-- Stated task --
Give every line again exactly as it appears, please, but not the pictures.

-- Provided data --
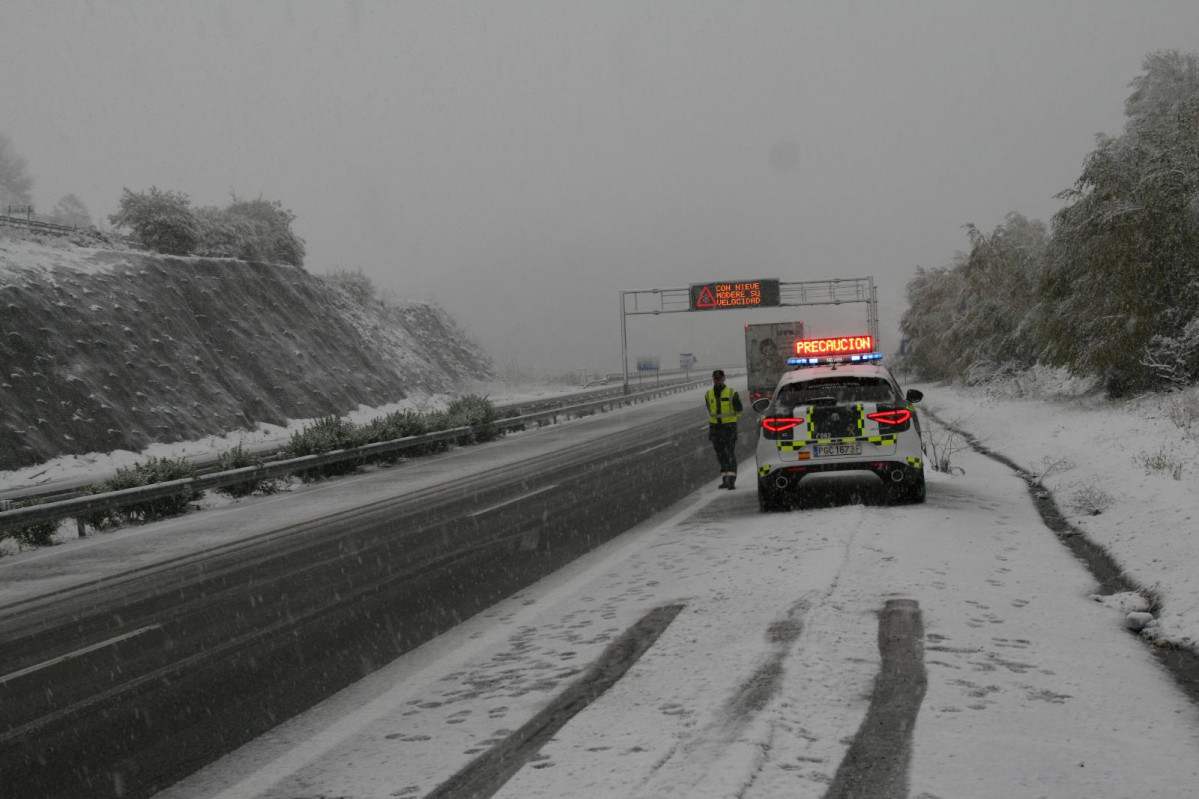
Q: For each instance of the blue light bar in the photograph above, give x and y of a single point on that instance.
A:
(800, 362)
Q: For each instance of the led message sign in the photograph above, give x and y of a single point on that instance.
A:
(843, 346)
(742, 294)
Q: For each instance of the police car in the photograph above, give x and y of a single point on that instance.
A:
(838, 412)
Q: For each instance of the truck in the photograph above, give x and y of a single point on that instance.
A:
(767, 347)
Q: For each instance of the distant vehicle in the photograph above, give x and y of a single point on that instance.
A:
(767, 347)
(838, 412)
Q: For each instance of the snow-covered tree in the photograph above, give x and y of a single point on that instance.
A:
(71, 210)
(16, 185)
(1124, 262)
(158, 221)
(251, 230)
(978, 316)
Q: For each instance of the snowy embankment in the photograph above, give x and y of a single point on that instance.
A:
(1122, 472)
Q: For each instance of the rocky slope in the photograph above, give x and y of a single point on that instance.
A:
(104, 348)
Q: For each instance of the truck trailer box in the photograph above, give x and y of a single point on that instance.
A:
(767, 347)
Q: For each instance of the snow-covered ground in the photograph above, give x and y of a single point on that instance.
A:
(1124, 472)
(264, 436)
(1034, 689)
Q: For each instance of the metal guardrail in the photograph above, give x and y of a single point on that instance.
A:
(206, 463)
(36, 224)
(78, 506)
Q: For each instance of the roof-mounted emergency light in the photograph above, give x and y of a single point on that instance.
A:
(845, 349)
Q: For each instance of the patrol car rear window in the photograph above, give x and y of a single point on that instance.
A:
(839, 389)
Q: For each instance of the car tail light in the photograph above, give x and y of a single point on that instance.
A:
(779, 424)
(899, 416)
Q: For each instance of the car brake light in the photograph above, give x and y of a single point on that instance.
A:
(778, 424)
(891, 416)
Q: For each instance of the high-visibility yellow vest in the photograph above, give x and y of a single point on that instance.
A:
(719, 412)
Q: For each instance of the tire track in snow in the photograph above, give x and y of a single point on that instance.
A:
(875, 767)
(486, 775)
(687, 766)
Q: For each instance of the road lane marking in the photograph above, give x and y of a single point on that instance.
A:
(77, 653)
(514, 499)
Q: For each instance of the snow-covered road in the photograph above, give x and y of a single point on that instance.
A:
(1034, 689)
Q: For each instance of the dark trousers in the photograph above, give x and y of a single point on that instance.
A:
(724, 440)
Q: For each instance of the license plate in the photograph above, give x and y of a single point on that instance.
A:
(850, 448)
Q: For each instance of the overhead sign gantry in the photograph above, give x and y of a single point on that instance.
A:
(734, 294)
(729, 294)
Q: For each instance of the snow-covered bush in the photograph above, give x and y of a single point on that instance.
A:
(1166, 460)
(475, 412)
(31, 535)
(239, 458)
(325, 434)
(144, 474)
(1090, 500)
(158, 221)
(402, 424)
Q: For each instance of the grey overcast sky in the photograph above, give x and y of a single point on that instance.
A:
(522, 162)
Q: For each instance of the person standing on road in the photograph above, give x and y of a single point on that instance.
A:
(723, 410)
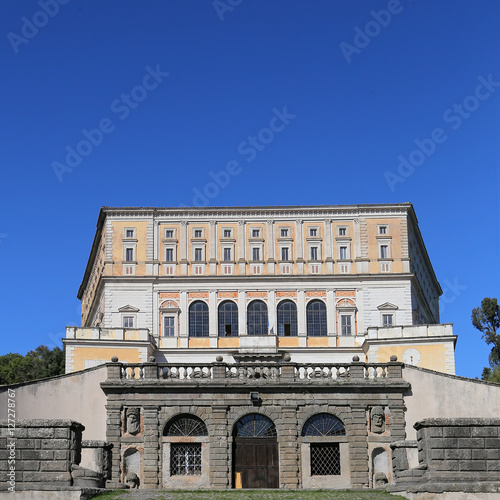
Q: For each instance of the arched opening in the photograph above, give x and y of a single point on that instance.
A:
(185, 450)
(257, 321)
(287, 319)
(324, 452)
(228, 319)
(198, 319)
(316, 319)
(255, 453)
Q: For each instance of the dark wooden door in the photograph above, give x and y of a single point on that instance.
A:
(256, 459)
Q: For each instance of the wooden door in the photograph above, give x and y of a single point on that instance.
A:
(256, 459)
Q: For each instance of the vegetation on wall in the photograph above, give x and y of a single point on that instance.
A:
(40, 363)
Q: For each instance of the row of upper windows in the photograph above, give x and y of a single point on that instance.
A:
(255, 232)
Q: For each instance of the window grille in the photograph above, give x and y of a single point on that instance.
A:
(198, 319)
(323, 424)
(185, 459)
(186, 426)
(316, 319)
(257, 321)
(228, 319)
(287, 319)
(255, 426)
(325, 459)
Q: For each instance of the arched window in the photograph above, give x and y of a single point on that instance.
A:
(287, 319)
(198, 319)
(325, 455)
(316, 318)
(257, 321)
(186, 457)
(323, 424)
(185, 425)
(228, 319)
(255, 426)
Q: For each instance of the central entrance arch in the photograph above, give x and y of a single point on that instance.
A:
(255, 453)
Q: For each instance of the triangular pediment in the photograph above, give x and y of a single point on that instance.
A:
(128, 308)
(387, 306)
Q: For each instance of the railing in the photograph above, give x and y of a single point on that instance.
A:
(285, 372)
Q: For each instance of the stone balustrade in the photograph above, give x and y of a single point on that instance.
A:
(256, 371)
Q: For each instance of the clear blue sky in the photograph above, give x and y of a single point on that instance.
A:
(355, 104)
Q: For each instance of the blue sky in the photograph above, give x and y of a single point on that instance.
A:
(135, 103)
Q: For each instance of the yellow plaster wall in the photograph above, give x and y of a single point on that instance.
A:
(199, 343)
(80, 354)
(317, 342)
(288, 342)
(433, 356)
(229, 342)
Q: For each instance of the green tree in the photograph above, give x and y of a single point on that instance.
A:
(40, 363)
(487, 320)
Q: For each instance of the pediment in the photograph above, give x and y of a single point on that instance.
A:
(128, 308)
(387, 306)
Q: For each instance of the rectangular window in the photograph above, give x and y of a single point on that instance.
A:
(325, 459)
(129, 255)
(345, 321)
(169, 326)
(128, 322)
(185, 459)
(387, 319)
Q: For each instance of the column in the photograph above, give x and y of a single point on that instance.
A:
(183, 243)
(212, 247)
(289, 449)
(328, 246)
(212, 318)
(113, 429)
(299, 245)
(301, 318)
(270, 247)
(220, 452)
(151, 444)
(184, 320)
(358, 448)
(242, 312)
(242, 245)
(271, 312)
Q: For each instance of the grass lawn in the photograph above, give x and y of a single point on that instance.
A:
(249, 495)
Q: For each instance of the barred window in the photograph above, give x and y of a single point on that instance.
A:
(316, 318)
(228, 319)
(257, 321)
(325, 459)
(287, 319)
(185, 459)
(198, 319)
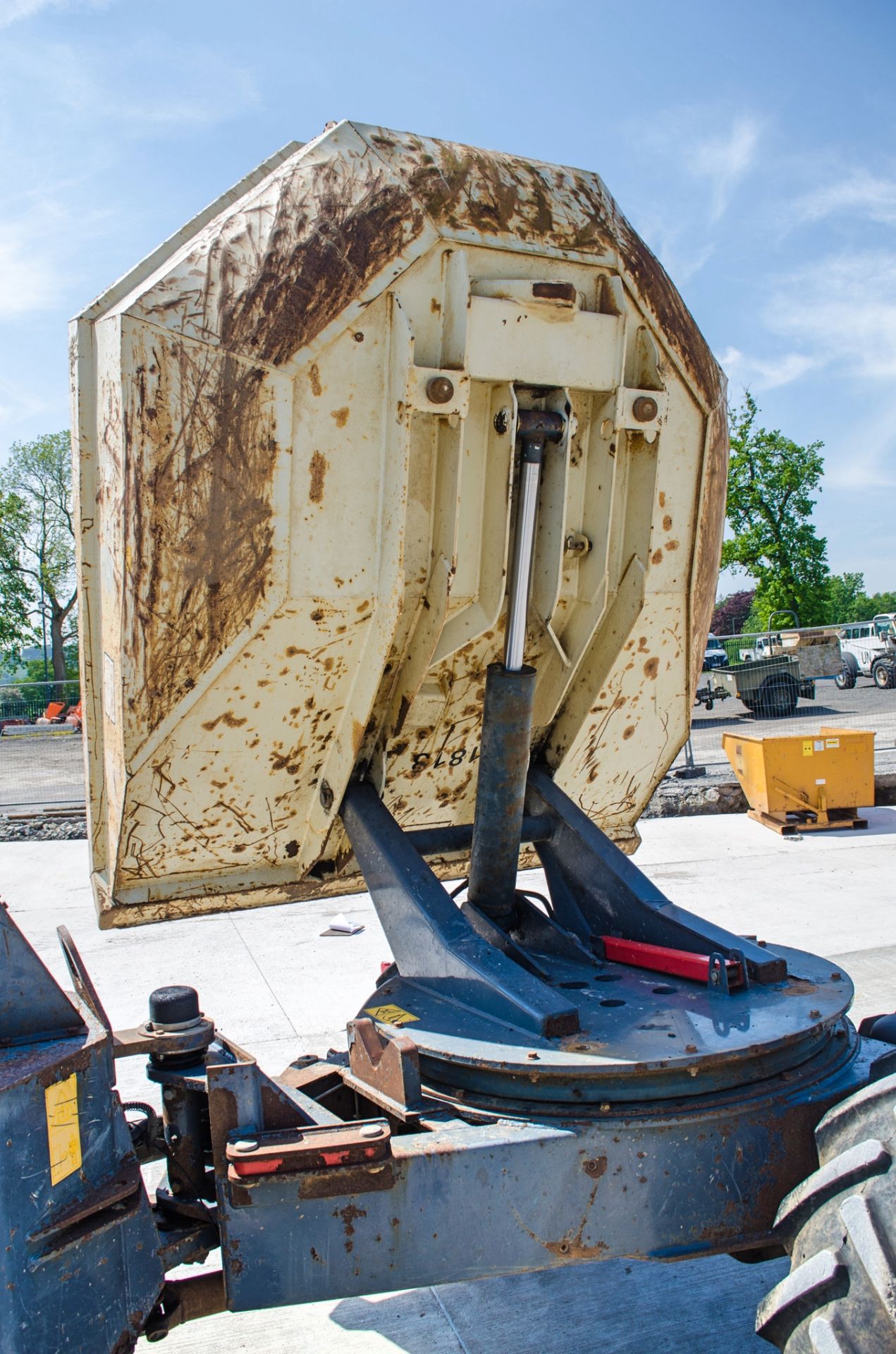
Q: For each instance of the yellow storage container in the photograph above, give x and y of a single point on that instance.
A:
(806, 781)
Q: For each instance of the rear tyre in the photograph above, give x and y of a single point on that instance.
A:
(845, 680)
(778, 696)
(884, 673)
(840, 1227)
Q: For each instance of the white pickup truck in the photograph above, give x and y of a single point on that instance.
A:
(868, 649)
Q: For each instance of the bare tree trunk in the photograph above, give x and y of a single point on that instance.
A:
(57, 621)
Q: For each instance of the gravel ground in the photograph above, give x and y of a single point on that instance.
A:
(42, 829)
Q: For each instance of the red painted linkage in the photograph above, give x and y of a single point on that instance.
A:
(661, 959)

-- Solution for this task --
Q: For each instance of the blue light bar in the photograph above, give x and y of a single point on that instance.
A:
(800, 362)
Q: For each instance of the led message sign in the photograph above, give x and y of a single point on that instance.
A:
(843, 346)
(742, 294)
Q: For each instance of the police car in the photograph above, give x and y of a single point on that instance.
A:
(838, 412)
Q: For each instance of the truck in the photograph above, give x and y of a single point on that instance.
A:
(767, 347)
Q: For each instance of the distant vehicle in the photograph above, give x and y of a single point on that instance.
A:
(767, 347)
(838, 412)
Q: For each instance of the snow-covered tree in the photograph above, give x and y of a single point on that instance.
A:
(71, 210)
(16, 185)
(1124, 262)
(158, 221)
(251, 230)
(978, 316)
Q: For each instance of the snowy embankment in the photograph above, give x and y of a single point on that instance.
A:
(1122, 472)
Q: For each instance of the rocky slope in the photograph above, give x and y of a single point on that instance.
A:
(104, 348)
Q: For each instance of the truck trailer box in the photograph above, give x and y of a single point on that instance.
A:
(767, 347)
Q: For each instance of the snow-covered ground in the photograph above, give x and y of a single point on that instance.
A:
(1124, 472)
(264, 436)
(1034, 689)
Q: For each instance of the metal guardrail in the photograph above, give x and y of a single point on that instance.
A:
(206, 463)
(36, 224)
(78, 506)
Q: For each instance of the roof-mounted emergency light in the photograph above, give x and y of a single point on that instance.
A:
(845, 349)
Q: For each instance of the patrol car rear window in the photograph above, give x and y of a single point on that instance.
A:
(839, 389)
Q: For each instance of the car tail light in the photograph above, give x and y of a single point on that instance.
A:
(779, 424)
(899, 416)
Q: For each instance of the car brake light in the photograph above, give x and y of a single point on that instance.
A:
(778, 424)
(891, 416)
Q: For each instance of the high-visibility yellow vest in the photograph above, give x and y of a single point on that instance.
A:
(719, 412)
Q: For each instance of the tire track in snow in the photograph above, give x and y of a single point on that instance.
A:
(875, 767)
(486, 775)
(687, 766)
Q: For each instance of the road lane marking in the photograph above, give x and y of a single point on that instance.
A:
(77, 653)
(514, 499)
Q: For each instance of the snow-covered road in the photograph above, give x and y of a single point on that instance.
A:
(1034, 689)
Q: For each instance of the dark trousers in the photograph above, give x and y of a single point on that instance.
A:
(724, 440)
Q: For each instance of the license plate in the photograph above, give x and y of a single point on that instance.
A:
(850, 448)
Q: For each instance of the overhead sign gantry in the photograph above, give x and y of a single point on that instance.
A:
(734, 294)
(729, 294)
Q: For each instance of the snow-covered bush in the photograph above, give x and y of a single point on that instance.
A:
(1166, 460)
(475, 412)
(31, 535)
(239, 458)
(325, 434)
(144, 474)
(1090, 500)
(158, 221)
(402, 424)
Q: For each instance of the grey overcast sky in the photograph above, give x and y of a single point on that instance.
A:
(522, 162)
Q: For each instance of the person standing on road in the photograph above, give x and y of a single point on that instance.
A:
(723, 410)
Q: For each instance of the arched opening in the photograph above, give x and y of a single point on that instance.
A:
(185, 450)
(257, 321)
(287, 319)
(324, 452)
(228, 319)
(198, 319)
(316, 319)
(255, 453)
Q: For each instance of the dark wooden door in the photograph above, give x and y of a single point on that instance.
A:
(256, 459)
Q: For each instance of the wooden door in the photograph above, give x and y of a single point on that instance.
A:
(256, 459)
Q: For each instance of the vegetation on wall in the photograph above, give x and y of a single point on that instance.
A:
(40, 363)
Q: For each instance of the row of upper windows in the photograph above, give x and y of a single point on that instance.
A:
(255, 232)
Q: For each instance of the window grille in the photograph above, give x and y of a single point on that instance.
A:
(198, 319)
(323, 424)
(185, 459)
(186, 426)
(316, 319)
(257, 321)
(228, 319)
(287, 319)
(255, 426)
(325, 459)
Q: For each instance of the arched window in the photograph above, give x and y of a single point on that instance.
A:
(287, 319)
(198, 319)
(325, 455)
(316, 318)
(257, 321)
(186, 457)
(323, 424)
(185, 425)
(228, 319)
(255, 426)
Q: For each instance of the central entrance arch in the photograph above, give x and y of a single point on that instance.
A:
(255, 453)
Q: For each instance of the triangular pediment in the photograph above, give x and y of a single point on that instance.
A:
(128, 308)
(387, 306)
Q: For each instance of the railing in the photograph above, give x and y of a single point on that instance.
A:
(285, 372)
Q: For each instance of the stone balustrade in the photograph above, give x and y of a single point on that instance.
A:
(256, 371)
Q: For each instance of the clear blue sky in the photograph above, give x and y of a single point on that instance.
A:
(355, 104)
Q: For each instance of the blue sky in the photograph above, give x and y of a single point on that instance.
A:
(135, 103)
Q: For each instance of the yellow plaster wall in the photograph above, give x and y of a single point on that instance.
A:
(199, 343)
(80, 354)
(317, 342)
(288, 342)
(433, 356)
(229, 342)
Q: For each instance of the green tree in the photograph above, give x and y of a single point on that instance.
A:
(40, 363)
(487, 320)
Q: For each instance of the pediment in the photograph above, give x and y of a single point on that instance.
A:
(128, 308)
(387, 306)
Q: For each instance of the rectangular window in the photograph above, give x and y of a single point on that instance.
A:
(325, 459)
(129, 255)
(345, 321)
(169, 326)
(128, 322)
(185, 459)
(387, 319)
Q: For each instance of the column in the photograph above, give x and y of a single point on that instance.
A:
(183, 243)
(212, 247)
(289, 449)
(328, 246)
(212, 318)
(113, 429)
(299, 245)
(301, 318)
(270, 247)
(220, 452)
(151, 444)
(184, 320)
(358, 448)
(242, 312)
(242, 245)
(271, 312)
Q: For each instance of the grass lawn in the photograph above, give x and y of a single point on that instance.
A:
(249, 495)
Q: For each instance of the barred window in the photograph above, give x and y of a single point on that instance.
A:
(316, 318)
(228, 319)
(257, 321)
(325, 459)
(287, 319)
(185, 459)
(198, 319)
Q: For each instance of the yellow storage container in the photograph above, give x and y of a single point on that instance.
A:
(806, 781)
Q: For each instance of the rear tyre in the photograph above, give x and y of a single point on that instance.
A:
(845, 680)
(778, 696)
(884, 673)
(840, 1227)
Q: For each instance of the white pickup truck in the photograph above, give x and y of a single point on that instance.
A:
(868, 649)
Q: For each instance of the bare tree trunk in the photograph above, give x and y of a single point on that instance.
A:
(57, 621)
Q: For each instance of the gravel ground in the photograph above, give x and y of a single point on that instance.
A:
(42, 829)
Q: For each instance of the red painted linkage in the photograph above, give x and y of a single point on that instance.
A:
(661, 959)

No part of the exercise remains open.